* [TASK GOAL] Give back the full data, retyped precisely.

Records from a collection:
┏━━
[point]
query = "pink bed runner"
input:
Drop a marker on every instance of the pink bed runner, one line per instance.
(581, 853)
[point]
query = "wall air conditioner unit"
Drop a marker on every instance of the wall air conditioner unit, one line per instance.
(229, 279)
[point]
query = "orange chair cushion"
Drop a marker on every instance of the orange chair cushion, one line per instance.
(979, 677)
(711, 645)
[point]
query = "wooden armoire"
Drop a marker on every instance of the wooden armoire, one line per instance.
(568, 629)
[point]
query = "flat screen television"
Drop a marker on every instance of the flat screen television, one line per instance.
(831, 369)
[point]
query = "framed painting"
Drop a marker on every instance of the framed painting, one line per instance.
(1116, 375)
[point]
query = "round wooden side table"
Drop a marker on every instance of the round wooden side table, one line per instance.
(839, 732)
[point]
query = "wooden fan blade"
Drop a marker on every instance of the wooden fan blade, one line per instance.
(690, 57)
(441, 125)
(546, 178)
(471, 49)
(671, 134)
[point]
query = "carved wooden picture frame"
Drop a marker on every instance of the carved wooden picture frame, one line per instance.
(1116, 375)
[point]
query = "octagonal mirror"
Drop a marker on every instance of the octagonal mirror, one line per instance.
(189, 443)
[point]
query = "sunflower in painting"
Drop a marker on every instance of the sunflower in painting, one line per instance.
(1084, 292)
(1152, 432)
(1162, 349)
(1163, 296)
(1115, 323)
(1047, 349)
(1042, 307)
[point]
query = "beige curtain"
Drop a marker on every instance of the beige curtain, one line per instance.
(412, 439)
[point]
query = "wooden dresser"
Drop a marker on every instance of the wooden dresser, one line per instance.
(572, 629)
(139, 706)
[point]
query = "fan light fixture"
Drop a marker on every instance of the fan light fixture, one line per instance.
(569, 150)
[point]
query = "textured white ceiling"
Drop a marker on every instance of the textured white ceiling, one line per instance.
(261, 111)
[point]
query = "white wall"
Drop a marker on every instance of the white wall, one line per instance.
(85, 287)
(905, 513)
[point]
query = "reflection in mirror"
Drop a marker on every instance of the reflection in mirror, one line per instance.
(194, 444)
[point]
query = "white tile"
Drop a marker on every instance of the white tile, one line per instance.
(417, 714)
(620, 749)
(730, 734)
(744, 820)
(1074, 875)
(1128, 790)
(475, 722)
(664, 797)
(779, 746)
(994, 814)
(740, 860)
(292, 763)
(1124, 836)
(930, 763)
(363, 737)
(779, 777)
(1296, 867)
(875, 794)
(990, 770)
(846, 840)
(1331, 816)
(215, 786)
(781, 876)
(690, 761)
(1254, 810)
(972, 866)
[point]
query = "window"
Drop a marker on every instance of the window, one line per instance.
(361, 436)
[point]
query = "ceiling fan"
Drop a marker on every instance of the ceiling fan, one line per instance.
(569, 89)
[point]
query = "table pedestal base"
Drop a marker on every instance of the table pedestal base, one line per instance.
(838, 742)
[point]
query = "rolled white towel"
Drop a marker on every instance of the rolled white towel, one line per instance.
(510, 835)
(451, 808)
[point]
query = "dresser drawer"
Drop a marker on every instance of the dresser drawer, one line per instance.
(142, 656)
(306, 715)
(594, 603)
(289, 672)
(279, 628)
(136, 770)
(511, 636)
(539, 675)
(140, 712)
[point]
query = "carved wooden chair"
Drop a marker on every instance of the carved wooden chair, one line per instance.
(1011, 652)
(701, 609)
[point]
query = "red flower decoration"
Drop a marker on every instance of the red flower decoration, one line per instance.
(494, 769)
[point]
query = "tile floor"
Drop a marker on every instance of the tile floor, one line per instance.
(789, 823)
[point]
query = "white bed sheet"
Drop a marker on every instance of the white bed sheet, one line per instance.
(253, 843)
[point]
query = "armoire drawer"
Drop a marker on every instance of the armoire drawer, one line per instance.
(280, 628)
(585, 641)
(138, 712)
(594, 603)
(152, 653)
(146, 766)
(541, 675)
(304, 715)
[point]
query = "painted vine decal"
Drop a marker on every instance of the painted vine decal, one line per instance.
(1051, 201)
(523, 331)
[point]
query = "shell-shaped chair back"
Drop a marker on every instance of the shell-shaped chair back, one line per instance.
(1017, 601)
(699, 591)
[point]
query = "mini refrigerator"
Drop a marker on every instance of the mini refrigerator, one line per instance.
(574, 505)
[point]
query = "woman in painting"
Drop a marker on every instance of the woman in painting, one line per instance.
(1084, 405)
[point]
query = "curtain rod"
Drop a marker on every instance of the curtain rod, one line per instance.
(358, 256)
┗━━
* [TASK OUTPUT]
[point]
query = "pink bed runner"
input:
Drop a marker on every instance of the pink bed runner, one line per instance.
(581, 853)
[point]
query = "wall air conditioner unit"
Drop a marker on every instance of the wall air conditioner unit, one line per instance.
(229, 279)
[point]
query = "orange chair cushion"
Drop a marker on every instance of the orange chair cushion, one line per instance.
(979, 677)
(711, 645)
[point]
query = "wooden armoire"
Drop a marker on every instance of the wooden armoire, one line per instance.
(568, 629)
[point]
query = "flat screen television"
Drop a marker on every instance of the flat screen television, one line per instance.
(831, 369)
[point]
query = "framed painting"
Drop a marker on every instance of the framed painting, one line per instance.
(1116, 375)
[point]
query = "round wooden side table"
Drop a marker on every instance of the round wooden side table, one line per instance.
(839, 732)
[point]
query = "wooden fan blade"
Drop a marker on every instance of the wooden fan blade, one line per instance.
(690, 57)
(441, 125)
(546, 178)
(471, 49)
(671, 134)
[point]
query = "carved wooden picture frame"
Drop a marker on every instance of the carved wooden picture frame, one line per instance.
(1116, 375)
[point]
query = "octagonal mirror"
Drop a marker on every instance of the octagonal mirror, one line per instance.
(189, 443)
[point]
query = "sunflower in painting"
Drop a marker on every instance of the sunflower in painting, one line per instance.
(1084, 292)
(1152, 432)
(1162, 349)
(1163, 296)
(1115, 323)
(1047, 349)
(1042, 307)
[point]
query = "beige curtain"
Drop a marker on every instance of the beige curtain, one line per instance.
(412, 439)
[point]
query = "wooden dresser"
Drop a marker on every instance of the wooden dresser, one line per instance.
(572, 629)
(139, 706)
[point]
query = "fan light fixture"
Drop a marker on every instance of the fan light fixture, one line per instance.
(569, 150)
[point]
query = "textured white ceiling"
Drop a marker on every instance of the textured white ceiling, one line per instance.
(261, 111)
[point]
query = "white wall"
Drop a marker on every instance of the white wall, one line per instance.
(85, 287)
(905, 513)
[point]
query = "reflection in mirror"
Drop a marker on every instance of the reflection in mirror, one line per instance.
(194, 444)
[point]
query = "white tile"
Drop a marker on every instance of the white tile, one line per instance.
(417, 714)
(620, 749)
(730, 734)
(744, 820)
(1074, 875)
(1128, 790)
(475, 722)
(664, 797)
(779, 746)
(994, 814)
(740, 860)
(292, 763)
(1124, 836)
(930, 763)
(363, 737)
(779, 777)
(1296, 867)
(875, 794)
(990, 770)
(846, 840)
(1331, 816)
(215, 786)
(781, 876)
(690, 761)
(1254, 810)
(972, 866)
[point]
query = "window"
Drop a marker on every instance of the window, one line per instance.
(361, 436)
[point]
query = "ceiling fan"
Drop a marker on every instance of the ceiling fan, one line per instance.
(569, 89)
[point]
query = "table pedestal base"
Drop a marker on every instance of the table pedestal base, one line per instance.
(838, 742)
[point]
query = "rolled white towel"
Drop a marker on every instance of the rolled white towel, one line per instance.
(510, 835)
(451, 808)
[point]
query = "dresser drawer"
Drop a marker on every instance of the dresser drawer, one line per instance.
(142, 656)
(306, 715)
(594, 603)
(289, 672)
(279, 628)
(136, 770)
(511, 636)
(539, 675)
(140, 712)
[point]
query = "carved wooden chair"
Drop a marker on every instance of the carved wooden chair, one line per instance.
(1011, 652)
(701, 609)
[point]
query = "red flower decoration"
Drop a marker on every instance of the red flower decoration, one line per instance.
(494, 769)
[point]
query = "tile floor"
Drop a marker on every instance of the tile floor, one line per instance.
(789, 823)
[point]
query = "white bed sheet"
Drop a marker on every instance of the white bed sheet, one line per instance.
(253, 843)
[point]
query = "armoire drawer"
Drop a marker on every instance of the armoire drawer, one line per instance.
(280, 628)
(585, 641)
(138, 712)
(594, 603)
(152, 653)
(146, 766)
(541, 675)
(304, 715)
[point]
query = "painted vine decal"
Drop a marker on every instance of the painted vine decal, one line per instance.
(1051, 201)
(523, 331)
[point]
query = "shell-shaped chair back"
Drop a marker on every instance of the shell-shaped chair back, one line per instance.
(1017, 601)
(699, 591)
[point]
query = "mini refrigerator"
Drop a marker on every instance of the mini refrigerator, one line per instance.
(574, 505)
[point]
query = "woman in painting"
Drop a marker on every instance of the woman in painting, one line per instance.
(1084, 405)
[point]
query = "curtain rod"
Drop a marker on every instance of the curtain rod, one line per instance.
(358, 256)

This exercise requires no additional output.